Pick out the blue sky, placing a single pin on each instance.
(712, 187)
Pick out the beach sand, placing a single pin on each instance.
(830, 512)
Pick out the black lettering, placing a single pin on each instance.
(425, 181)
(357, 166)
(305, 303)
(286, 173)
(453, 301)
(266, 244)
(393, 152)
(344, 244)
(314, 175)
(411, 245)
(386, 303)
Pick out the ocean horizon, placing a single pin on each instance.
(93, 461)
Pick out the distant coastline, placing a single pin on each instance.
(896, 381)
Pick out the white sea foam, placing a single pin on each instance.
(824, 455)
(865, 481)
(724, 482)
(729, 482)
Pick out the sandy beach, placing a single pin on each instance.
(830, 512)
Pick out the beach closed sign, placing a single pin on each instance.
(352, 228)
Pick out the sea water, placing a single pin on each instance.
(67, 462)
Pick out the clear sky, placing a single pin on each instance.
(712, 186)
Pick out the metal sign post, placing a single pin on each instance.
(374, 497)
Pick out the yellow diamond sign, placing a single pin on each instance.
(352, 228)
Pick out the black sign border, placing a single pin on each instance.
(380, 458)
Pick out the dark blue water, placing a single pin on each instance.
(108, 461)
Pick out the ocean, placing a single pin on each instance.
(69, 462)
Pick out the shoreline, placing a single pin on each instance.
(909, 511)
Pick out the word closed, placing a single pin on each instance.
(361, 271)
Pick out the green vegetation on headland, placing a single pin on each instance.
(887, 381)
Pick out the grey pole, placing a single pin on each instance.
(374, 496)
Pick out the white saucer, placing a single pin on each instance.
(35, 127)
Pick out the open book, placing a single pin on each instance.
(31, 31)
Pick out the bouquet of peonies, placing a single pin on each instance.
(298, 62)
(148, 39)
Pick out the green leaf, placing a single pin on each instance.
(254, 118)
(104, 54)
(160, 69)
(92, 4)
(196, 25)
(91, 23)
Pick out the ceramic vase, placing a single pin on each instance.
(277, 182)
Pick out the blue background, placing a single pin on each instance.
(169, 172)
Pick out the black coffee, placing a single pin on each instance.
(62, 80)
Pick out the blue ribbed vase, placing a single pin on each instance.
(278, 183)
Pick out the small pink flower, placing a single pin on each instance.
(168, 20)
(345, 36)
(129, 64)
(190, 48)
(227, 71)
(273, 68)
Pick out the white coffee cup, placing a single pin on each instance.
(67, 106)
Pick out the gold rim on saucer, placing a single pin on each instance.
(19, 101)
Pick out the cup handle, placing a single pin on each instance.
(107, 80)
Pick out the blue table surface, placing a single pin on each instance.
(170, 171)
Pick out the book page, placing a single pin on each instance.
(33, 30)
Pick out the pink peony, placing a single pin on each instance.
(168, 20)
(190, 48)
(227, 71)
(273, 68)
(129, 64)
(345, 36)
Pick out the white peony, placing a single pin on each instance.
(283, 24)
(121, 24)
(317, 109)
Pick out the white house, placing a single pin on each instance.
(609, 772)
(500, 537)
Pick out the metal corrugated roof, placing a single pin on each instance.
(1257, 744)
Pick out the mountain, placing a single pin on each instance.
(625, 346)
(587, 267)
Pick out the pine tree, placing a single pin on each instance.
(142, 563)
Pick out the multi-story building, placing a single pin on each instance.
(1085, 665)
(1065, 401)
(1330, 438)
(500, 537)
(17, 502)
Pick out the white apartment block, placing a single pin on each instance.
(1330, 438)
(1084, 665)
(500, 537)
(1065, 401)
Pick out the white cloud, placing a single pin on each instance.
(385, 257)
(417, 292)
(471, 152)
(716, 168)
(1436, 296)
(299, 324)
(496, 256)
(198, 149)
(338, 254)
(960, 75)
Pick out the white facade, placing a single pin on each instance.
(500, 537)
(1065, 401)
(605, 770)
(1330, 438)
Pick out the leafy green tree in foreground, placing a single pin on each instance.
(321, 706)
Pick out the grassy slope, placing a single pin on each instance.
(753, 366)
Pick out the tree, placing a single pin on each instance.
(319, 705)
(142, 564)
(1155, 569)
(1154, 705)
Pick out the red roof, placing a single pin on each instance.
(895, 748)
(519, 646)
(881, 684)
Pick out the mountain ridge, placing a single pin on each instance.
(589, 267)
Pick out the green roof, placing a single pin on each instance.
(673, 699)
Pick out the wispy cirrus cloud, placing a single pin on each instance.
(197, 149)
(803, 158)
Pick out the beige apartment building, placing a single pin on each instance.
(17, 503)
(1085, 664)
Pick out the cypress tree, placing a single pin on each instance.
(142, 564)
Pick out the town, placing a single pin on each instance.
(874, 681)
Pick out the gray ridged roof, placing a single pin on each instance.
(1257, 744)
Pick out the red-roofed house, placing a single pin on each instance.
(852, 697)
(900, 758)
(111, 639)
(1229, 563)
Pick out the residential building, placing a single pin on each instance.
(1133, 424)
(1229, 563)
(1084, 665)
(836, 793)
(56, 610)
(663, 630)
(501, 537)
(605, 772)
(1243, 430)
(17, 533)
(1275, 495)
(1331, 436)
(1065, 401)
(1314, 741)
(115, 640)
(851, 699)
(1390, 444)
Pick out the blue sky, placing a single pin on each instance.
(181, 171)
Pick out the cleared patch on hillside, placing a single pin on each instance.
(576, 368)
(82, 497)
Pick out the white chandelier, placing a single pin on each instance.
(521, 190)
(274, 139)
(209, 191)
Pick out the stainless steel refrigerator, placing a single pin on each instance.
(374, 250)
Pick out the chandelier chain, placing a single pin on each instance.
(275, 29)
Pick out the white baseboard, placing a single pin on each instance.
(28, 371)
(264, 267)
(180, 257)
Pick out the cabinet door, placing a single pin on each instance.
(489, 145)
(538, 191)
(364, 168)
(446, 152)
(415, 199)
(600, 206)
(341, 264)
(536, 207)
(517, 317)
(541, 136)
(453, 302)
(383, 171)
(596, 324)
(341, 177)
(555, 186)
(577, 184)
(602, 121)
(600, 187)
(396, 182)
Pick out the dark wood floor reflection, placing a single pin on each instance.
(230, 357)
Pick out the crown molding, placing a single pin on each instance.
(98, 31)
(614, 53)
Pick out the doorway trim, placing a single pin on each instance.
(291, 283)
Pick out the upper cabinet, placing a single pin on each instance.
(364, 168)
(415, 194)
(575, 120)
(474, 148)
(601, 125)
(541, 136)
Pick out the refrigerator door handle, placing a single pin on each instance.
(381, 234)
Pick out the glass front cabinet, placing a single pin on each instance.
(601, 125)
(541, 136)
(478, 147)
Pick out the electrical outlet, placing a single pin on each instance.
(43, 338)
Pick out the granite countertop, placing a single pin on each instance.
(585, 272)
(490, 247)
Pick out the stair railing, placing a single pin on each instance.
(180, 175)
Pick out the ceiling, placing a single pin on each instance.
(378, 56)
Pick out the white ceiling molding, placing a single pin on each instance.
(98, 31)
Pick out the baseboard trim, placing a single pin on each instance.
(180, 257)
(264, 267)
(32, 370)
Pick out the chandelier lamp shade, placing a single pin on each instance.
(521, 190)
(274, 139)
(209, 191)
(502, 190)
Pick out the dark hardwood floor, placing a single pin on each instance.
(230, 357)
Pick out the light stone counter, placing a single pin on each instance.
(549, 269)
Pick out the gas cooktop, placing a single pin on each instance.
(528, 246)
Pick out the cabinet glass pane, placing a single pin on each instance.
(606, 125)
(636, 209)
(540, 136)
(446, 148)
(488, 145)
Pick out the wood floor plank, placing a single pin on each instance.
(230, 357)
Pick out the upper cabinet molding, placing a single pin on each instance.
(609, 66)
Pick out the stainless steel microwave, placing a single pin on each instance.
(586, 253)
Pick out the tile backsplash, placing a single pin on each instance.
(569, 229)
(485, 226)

======

Exercise instructions:
Every record must be transcribed exactly, with no line skipped.

Exercise answer:
Pick out the blue sky, placing a single pin on each instance.
(712, 187)
Pick out the beach sand, placing a single pin on each instance.
(830, 512)
Pick out the black lettering, placing a single pin on each instance.
(425, 181)
(357, 166)
(305, 303)
(286, 173)
(453, 301)
(266, 244)
(393, 152)
(344, 244)
(314, 175)
(411, 245)
(386, 303)
Pick out the ocean horizon, placing a single pin on each instance.
(93, 461)
Pick out the distant coastline, placing a single pin on each instance.
(896, 381)
Pick out the white sea foam, placing a single pin on each instance.
(824, 455)
(865, 481)
(724, 482)
(729, 482)
Pick out the sandy beach, placing a single pin on each instance.
(830, 512)
Pick out the beach closed sign, placing a single pin on each instance.
(352, 228)
Pick out the sea water, placing a single pin on each instance.
(67, 462)
Pick out the clear sky, placing a single pin on each instance.
(712, 186)
Pick out the metal sign post, placing a single pin on each instance.
(374, 497)
Pick out the yellow diamond sign, placing a single pin on each instance.
(352, 228)
Pick out the black sign border, placing a single pin on each instance.
(380, 458)
Pick out the dark blue water, placing a single pin on each instance.
(108, 461)
Pick out the ocean, placing a single pin on each instance.
(69, 462)
Pick out the shoreline, placing a single pin on each instance.
(909, 511)
Pick out the word closed, placing a single pin on each instance.
(361, 271)
Pick out the green vegetation on headland, placing a single pin on each instance.
(887, 381)
Pick out the grey pole, placing a single pin on each instance.
(374, 496)
Pick out the white saucer, placing a single pin on each instance.
(35, 127)
Pick out the open book, placing a single pin on each instance.
(31, 31)
Pick out the bouquet of peonies, placing a single pin on each instance.
(298, 62)
(148, 39)
Pick out the green leaf, placing a single pin on each instance.
(254, 118)
(104, 54)
(160, 69)
(92, 4)
(196, 25)
(91, 23)
Pick out the ceramic vase, placing a single pin on each instance.
(277, 182)
Pick out the blue background, placing a single pin on each instance.
(169, 172)
Pick out the black coffee, placing a single pin on each instance.
(62, 80)
Pick out the blue ribbed vase, placing a single pin on each instance.
(278, 183)
Pick out the small pink flower, placing a single pin on each instance.
(168, 20)
(345, 36)
(129, 64)
(190, 48)
(227, 71)
(273, 68)
Pick out the white coffee cup, placing a single pin on each instance.
(67, 106)
Pick out the gold rim on saucer, placing a single pin on each instance.
(19, 101)
Pick out the cup handle, placing a single pin on each instance.
(107, 80)
Pick out the blue table surface, placing a single pin on each instance.
(170, 171)
Pick out the book page, placing a single pin on each instance.
(33, 30)
Pick out the pink peony, placing a single pin on each instance.
(168, 20)
(190, 48)
(227, 71)
(273, 68)
(129, 64)
(345, 36)
Pick out the white peony, placing a single pin on each instance.
(283, 24)
(121, 24)
(317, 109)
Pick out the white house, placing a single pin on each instance.
(609, 772)
(500, 537)
Pick out the metal corrugated roof, placing a single pin on each instance.
(1257, 744)
Pick out the mountain, placing a single pin on each instance.
(625, 346)
(587, 267)
Pick out the pine tree, placing a single pin on each instance.
(142, 563)
Pick out the multi-story building, placing a single pin on each instance.
(1085, 665)
(1065, 401)
(1330, 438)
(500, 537)
(17, 502)
Pick out the white apartment block, placing a single pin on each instance.
(1330, 438)
(1084, 665)
(500, 537)
(1065, 401)
Pick out the white cloud, placing a single pin on each instance.
(385, 257)
(417, 292)
(471, 152)
(716, 168)
(1436, 296)
(299, 324)
(496, 256)
(198, 149)
(338, 254)
(960, 75)
Pick out the white facade, placing a single pin on each instance.
(500, 537)
(1065, 401)
(605, 770)
(1330, 438)
Pick out the leafy green tree in foreground, placing a single pin on each instance.
(321, 706)
Pick out the grassy slope, placing a single pin on each instance.
(753, 366)
Pick out the tree, placing a single pin on each instance.
(319, 705)
(142, 564)
(1155, 569)
(1154, 705)
Pick out the red roof, placing a single pin on each instance.
(895, 748)
(519, 646)
(881, 684)
Pick out the mountain ridge, placing a single pin on each instance.
(589, 267)
Pick out the green roof, placing a single pin on each instance.
(673, 699)
Pick out the wispy cirrus cloud, placing a single pin on each instance.
(197, 149)
(803, 158)
Pick out the beige apartment building, placing a single pin on each instance.
(17, 503)
(1085, 664)
Pick out the cypress tree, placing a single pin on each instance.
(142, 564)
Pick out the town, placing a single pin on each instance.
(874, 681)
Pick out the gray ridged roof, placing a single pin on each instance.
(1257, 744)
Pick out the red-roofed house, placing a single pin on each instance.
(852, 697)
(900, 758)
(111, 639)
(1229, 563)
Pick out the residential building, placing a single pin on each instance.
(1133, 424)
(1229, 563)
(1084, 665)
(836, 793)
(56, 610)
(663, 630)
(501, 537)
(605, 772)
(1243, 430)
(17, 533)
(1275, 495)
(1331, 436)
(1065, 401)
(1314, 741)
(115, 640)
(851, 699)
(1390, 444)
Pick out the blue sky, placing a single pin on each instance.
(181, 171)
Pick out the cleared patch on hillside, placing a single pin on each instance.
(576, 368)
(82, 497)
Pick out the white chandelier, placing a single pin on each instance.
(521, 190)
(274, 139)
(209, 191)
Pick out the stainless steel refrigerator, placing a single pin on each instance.
(374, 250)
Pick out the chandelier chain, placing a single pin on each instance.
(275, 29)
Pick out the white baseboard, placing a single pin on each instance.
(28, 371)
(264, 267)
(180, 257)
Pick out the cabinet door, placing a single pin on each instance.
(489, 145)
(538, 191)
(364, 168)
(446, 152)
(415, 199)
(600, 206)
(341, 264)
(536, 207)
(517, 317)
(541, 136)
(453, 302)
(383, 171)
(596, 324)
(341, 177)
(555, 186)
(577, 184)
(602, 121)
(600, 187)
(396, 182)
Pick out the dark wood floor reflection, placing a single pin on each instance.
(230, 357)
Pick out the crown molding, placing a single pin on each instance.
(98, 31)
(614, 53)
Pick out the doorway trim, placing a single pin on each instance.
(291, 283)
Pick out the upper cabinet, placing a single pin on each instance.
(364, 168)
(415, 194)
(575, 120)
(474, 148)
(601, 125)
(541, 136)
Pick out the refrigerator door handle, placing a single pin on each instance.
(381, 234)
Pick out the glass front cabinet, placing a single pin on each instance.
(601, 125)
(541, 136)
(478, 147)
Pick out the electrical outlet, placing a single pin on each instance.
(43, 338)
Pick out the granite countertop, placing a single pin on each instance.
(585, 272)
(490, 247)
Pick out the stair railing, placing a single pin on each instance.
(180, 175)
Pick out the ceiling, placing a single pin on each instance.
(378, 56)
Pick out the white ceiling molding, placing a single pin on each instance.
(98, 31)
Pick out the baseboard trim, placing a single pin on each instance.
(180, 257)
(264, 267)
(32, 370)
Pick out the chandelier lamp shade, placing a single pin on each instance.
(521, 190)
(274, 139)
(209, 191)
(502, 190)
Pick out the dark hardwood floor, placing a single pin on each instance.
(230, 357)
Pick out the light stone counter, placing a single pin on each instance.
(549, 269)
Pick out the gas cooktop, placing a single pin on each instance.
(528, 246)
Pick out the cabinet glass pane, placing a single pin on each instance.
(606, 125)
(636, 209)
(540, 136)
(446, 148)
(488, 145)
Pick out the wood floor plank, placing a single pin on each instance.
(230, 357)
Pick out the upper cabinet molding, placing a single pin on each instance.
(609, 66)
Pick out the stainless steel microwave, placing a single pin on each instance.
(586, 253)
Pick out the tile backsplash, placing a single pin on each instance.
(569, 229)
(485, 226)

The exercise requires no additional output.